Rescale the records from the line with "Please put a point on the river water" up to and including the line with "Please put a point on the river in", and reproduce only those lines, requests included. Multiply every point coordinate in the answers by 0.8, round each to a whole number with halves going up, and leave the pictures out.

[MATERIAL PROVIDED]:
######

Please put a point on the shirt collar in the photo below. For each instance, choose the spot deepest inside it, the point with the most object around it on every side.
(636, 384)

######

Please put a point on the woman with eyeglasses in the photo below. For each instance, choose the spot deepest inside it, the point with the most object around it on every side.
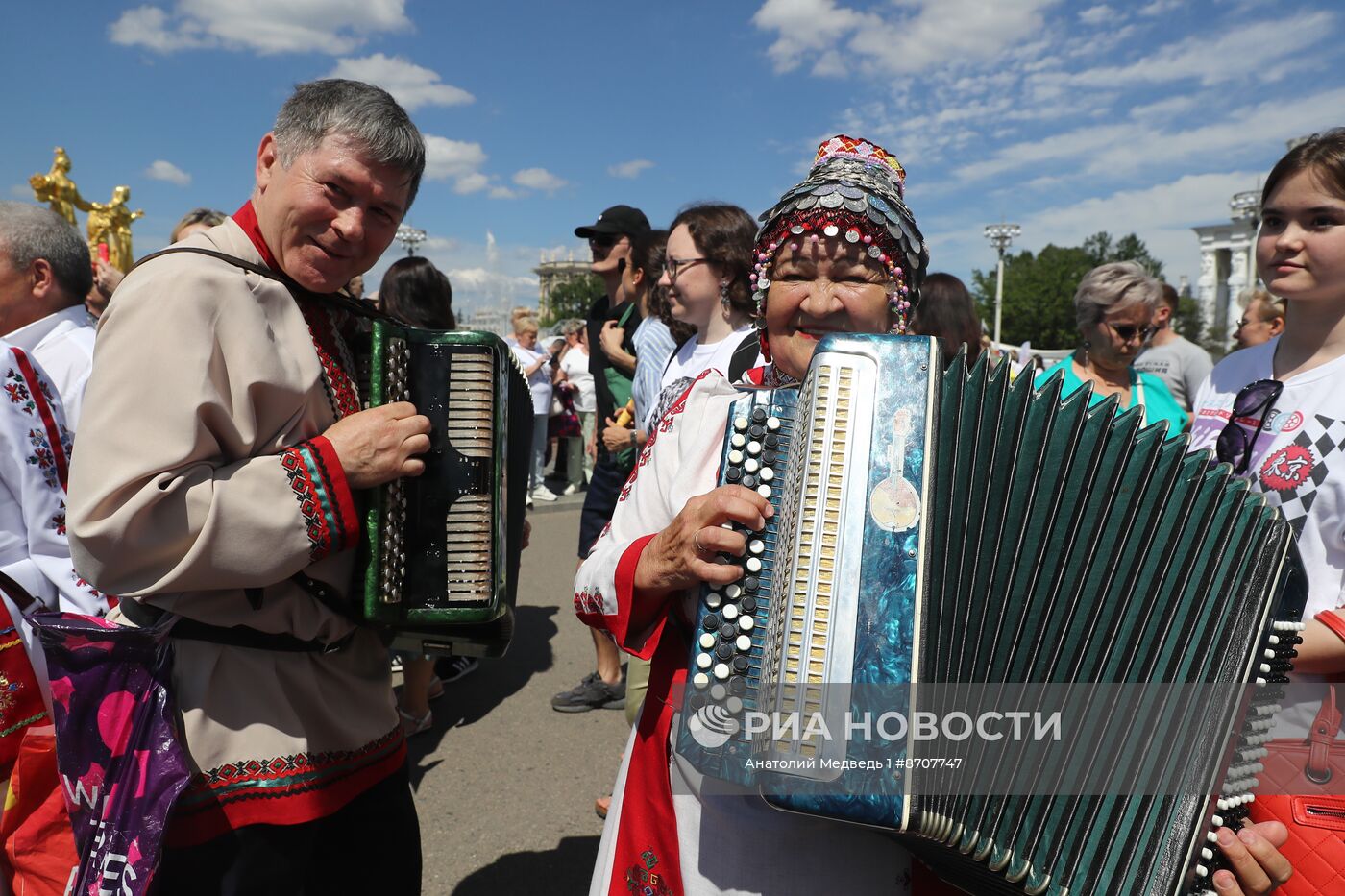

######

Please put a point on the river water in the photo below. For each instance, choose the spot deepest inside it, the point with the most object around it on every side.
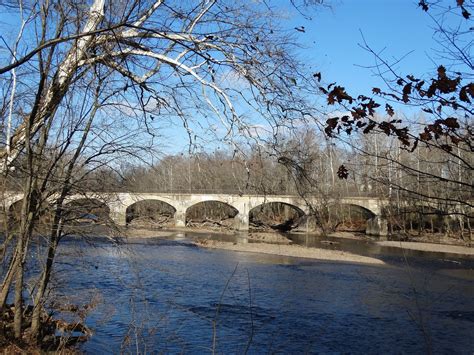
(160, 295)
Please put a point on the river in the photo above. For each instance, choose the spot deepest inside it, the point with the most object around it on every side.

######

[ANSWER TO THIS EXERCISE]:
Please put a point on the river water in the photo below. For each instance, choose the spot deepest inside it, the point with the most object around it on every side.
(128, 236)
Please put a point on the river in the photo above. For each instance, choose the spot deepest inside it, the point with the most object around it on every side.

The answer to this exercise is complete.